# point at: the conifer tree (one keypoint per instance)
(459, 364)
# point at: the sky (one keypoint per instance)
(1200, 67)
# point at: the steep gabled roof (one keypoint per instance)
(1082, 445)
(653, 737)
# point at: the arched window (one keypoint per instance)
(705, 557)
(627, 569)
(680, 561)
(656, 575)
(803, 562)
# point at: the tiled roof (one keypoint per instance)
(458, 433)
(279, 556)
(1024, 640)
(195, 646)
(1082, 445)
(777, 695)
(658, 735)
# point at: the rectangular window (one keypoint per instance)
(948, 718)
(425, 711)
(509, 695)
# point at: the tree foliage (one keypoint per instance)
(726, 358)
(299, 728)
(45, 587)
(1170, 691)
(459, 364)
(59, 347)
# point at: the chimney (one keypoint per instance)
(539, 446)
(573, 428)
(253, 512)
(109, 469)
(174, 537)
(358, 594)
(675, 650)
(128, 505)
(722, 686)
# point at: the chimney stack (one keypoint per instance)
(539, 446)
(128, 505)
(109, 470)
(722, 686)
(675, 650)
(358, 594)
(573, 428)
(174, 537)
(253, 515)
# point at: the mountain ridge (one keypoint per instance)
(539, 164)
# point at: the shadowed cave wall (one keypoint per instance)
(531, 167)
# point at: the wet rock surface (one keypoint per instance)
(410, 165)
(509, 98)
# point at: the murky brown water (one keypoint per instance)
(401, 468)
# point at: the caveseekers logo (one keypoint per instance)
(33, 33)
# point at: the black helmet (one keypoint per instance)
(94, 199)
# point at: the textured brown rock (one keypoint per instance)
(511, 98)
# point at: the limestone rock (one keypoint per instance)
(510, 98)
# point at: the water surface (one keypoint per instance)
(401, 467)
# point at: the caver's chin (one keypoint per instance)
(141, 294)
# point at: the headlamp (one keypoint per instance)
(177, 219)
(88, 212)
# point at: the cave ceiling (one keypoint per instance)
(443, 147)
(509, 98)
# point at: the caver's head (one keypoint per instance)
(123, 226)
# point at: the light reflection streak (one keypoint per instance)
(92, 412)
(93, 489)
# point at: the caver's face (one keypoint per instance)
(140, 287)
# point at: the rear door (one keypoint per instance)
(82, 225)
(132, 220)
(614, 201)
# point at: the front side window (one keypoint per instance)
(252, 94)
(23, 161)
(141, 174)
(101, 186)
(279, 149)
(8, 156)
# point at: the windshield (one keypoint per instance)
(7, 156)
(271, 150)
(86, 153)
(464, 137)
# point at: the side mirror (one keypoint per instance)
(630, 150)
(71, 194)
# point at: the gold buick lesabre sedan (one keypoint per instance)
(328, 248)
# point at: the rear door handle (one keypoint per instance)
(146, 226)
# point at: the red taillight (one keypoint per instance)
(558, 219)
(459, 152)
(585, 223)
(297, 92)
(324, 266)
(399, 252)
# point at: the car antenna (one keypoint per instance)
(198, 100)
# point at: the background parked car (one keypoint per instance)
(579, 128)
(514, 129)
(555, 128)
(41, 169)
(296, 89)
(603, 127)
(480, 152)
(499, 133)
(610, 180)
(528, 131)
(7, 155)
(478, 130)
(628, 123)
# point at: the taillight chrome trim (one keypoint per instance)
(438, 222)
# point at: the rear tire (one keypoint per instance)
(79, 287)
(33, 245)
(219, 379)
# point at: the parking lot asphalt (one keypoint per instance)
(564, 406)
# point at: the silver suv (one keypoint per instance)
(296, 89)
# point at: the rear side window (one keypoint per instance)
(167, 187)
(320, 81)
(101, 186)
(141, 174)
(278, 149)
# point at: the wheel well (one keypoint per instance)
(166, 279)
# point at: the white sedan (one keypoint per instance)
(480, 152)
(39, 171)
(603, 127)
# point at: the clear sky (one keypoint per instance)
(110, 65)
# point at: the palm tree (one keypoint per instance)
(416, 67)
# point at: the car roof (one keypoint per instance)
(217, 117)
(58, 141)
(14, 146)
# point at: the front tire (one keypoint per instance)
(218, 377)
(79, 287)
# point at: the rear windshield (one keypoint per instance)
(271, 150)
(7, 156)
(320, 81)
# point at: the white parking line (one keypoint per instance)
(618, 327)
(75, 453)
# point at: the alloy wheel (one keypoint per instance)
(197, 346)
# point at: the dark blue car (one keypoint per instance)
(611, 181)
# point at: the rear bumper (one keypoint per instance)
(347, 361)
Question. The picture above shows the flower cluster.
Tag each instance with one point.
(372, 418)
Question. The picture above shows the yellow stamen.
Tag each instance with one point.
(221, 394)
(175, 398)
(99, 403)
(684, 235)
════════
Nothing should be left out: repeat all of the data exactly.

# point at: the conifer tree (one keypoint per instance)
(459, 364)
# point at: the sky (one keypoint per instance)
(1200, 67)
# point at: the steep gabled roof (one keypoint per instance)
(1082, 445)
(653, 737)
# point at: the arched window (one keypoint per instance)
(705, 557)
(627, 569)
(680, 561)
(656, 575)
(803, 562)
# point at: the tiled roof (one keypoint per instance)
(458, 433)
(279, 556)
(1024, 640)
(195, 646)
(1082, 445)
(777, 695)
(658, 735)
# point at: the rectangular window (one keypoint per instance)
(948, 718)
(425, 711)
(509, 695)
# point at: the tree foliage (one keypoint per instance)
(726, 358)
(299, 728)
(45, 587)
(1170, 691)
(459, 364)
(59, 347)
# point at: the chimney (one keypoint per instance)
(539, 446)
(573, 428)
(253, 512)
(109, 469)
(174, 537)
(358, 594)
(675, 650)
(128, 505)
(722, 686)
# point at: the chimney stack (one keypoint per instance)
(539, 446)
(128, 505)
(109, 470)
(722, 686)
(675, 650)
(358, 594)
(573, 428)
(174, 537)
(253, 515)
# point at: the mountain ridge (one keypoint per instance)
(539, 164)
# point at: the shadowed cave wall (one keypoint per instance)
(531, 167)
# point at: the wet rock surface (one keypoint per instance)
(410, 165)
(509, 98)
# point at: the murky brown water (one keypoint per instance)
(401, 468)
# point at: the caveseekers logo (one keypoint per instance)
(33, 33)
# point at: the black helmet (one keypoint per instance)
(94, 199)
# point at: the textured brown rock (one keypoint per instance)
(511, 98)
# point at: the limestone rock (one keypoint per instance)
(510, 98)
# point at: the water surface (one keypoint per instance)
(401, 467)
# point at: the caver's chin (one keypoint per instance)
(141, 294)
# point at: the headlamp (one keypoint per instance)
(177, 219)
(88, 212)
# point at: the cave ceiling (one keypoint per instance)
(443, 147)
(509, 98)
# point at: the caver's head (one keypoint per instance)
(123, 226)
# point at: the light reflection streak (one keypoint per instance)
(92, 412)
(93, 489)
# point at: the caver's face (one keypoint per instance)
(140, 287)
# point at: the rear door (one keypoint per instance)
(82, 225)
(132, 220)
(614, 201)
# point at: the front side window (one keypoint per instance)
(252, 94)
(23, 161)
(141, 174)
(101, 186)
(279, 149)
(8, 156)
# point at: the windshield (one keypoint per instance)
(7, 156)
(271, 150)
(86, 153)
(464, 137)
# point at: the side mirror (one keypoint per instance)
(630, 150)
(71, 194)
# point at: the gold buick lesabre sedan (one keypoint per instance)
(328, 248)
# point at: the rear door handle (one keypoint per instance)
(146, 226)
# point at: the red taillight (one keypoint per instance)
(558, 219)
(459, 152)
(585, 223)
(297, 92)
(324, 266)
(399, 252)
# point at: the car antenna (one keypoint per instance)
(198, 100)
# point at: the background parked car (one keypoint per instance)
(579, 128)
(514, 129)
(555, 128)
(41, 169)
(296, 89)
(603, 127)
(480, 152)
(499, 133)
(610, 180)
(528, 131)
(7, 155)
(478, 130)
(628, 123)
# point at: the taillight chrome trim (one keypoint per instance)
(438, 222)
# point at: the rear tire (one keypoint per instance)
(79, 287)
(33, 245)
(219, 379)
# point at: the parking lot asphalt (one keypoint per instance)
(564, 406)
# point at: the silver suv (one keypoint per instance)
(296, 89)
# point at: the rear side window (one keypoint per instance)
(167, 187)
(320, 81)
(101, 186)
(141, 174)
(278, 149)
# point at: the wheel well (one keypoint per instance)
(166, 279)
# point at: the white sedan (one keypoint per instance)
(480, 152)
(39, 171)
(603, 127)
# point at: the clear sky (one keypoint per instance)
(110, 65)
# point at: the palm tree (one keypoint per instance)
(416, 67)
# point at: the car roof (one keypoint per instance)
(217, 117)
(58, 141)
(14, 146)
# point at: the front tire (one keypoint per instance)
(218, 377)
(79, 287)
# point at: the rear windshield (one keypoint per instance)
(271, 150)
(7, 156)
(320, 81)
# point at: the white parking line (one keypoint per instance)
(618, 327)
(75, 453)
# point at: the alloy wheel (one keypoint per instance)
(197, 346)
# point at: the dark blue car (one keypoint per instance)
(611, 181)
# point at: the rear bumper (one keypoint per instance)
(347, 361)
Question. The picture above shows the flower cluster.
Tag each instance with one point.
(372, 418)
Question. The picture above shows the yellow stamen.
Tag each instance with one point.
(221, 394)
(175, 398)
(99, 403)
(684, 235)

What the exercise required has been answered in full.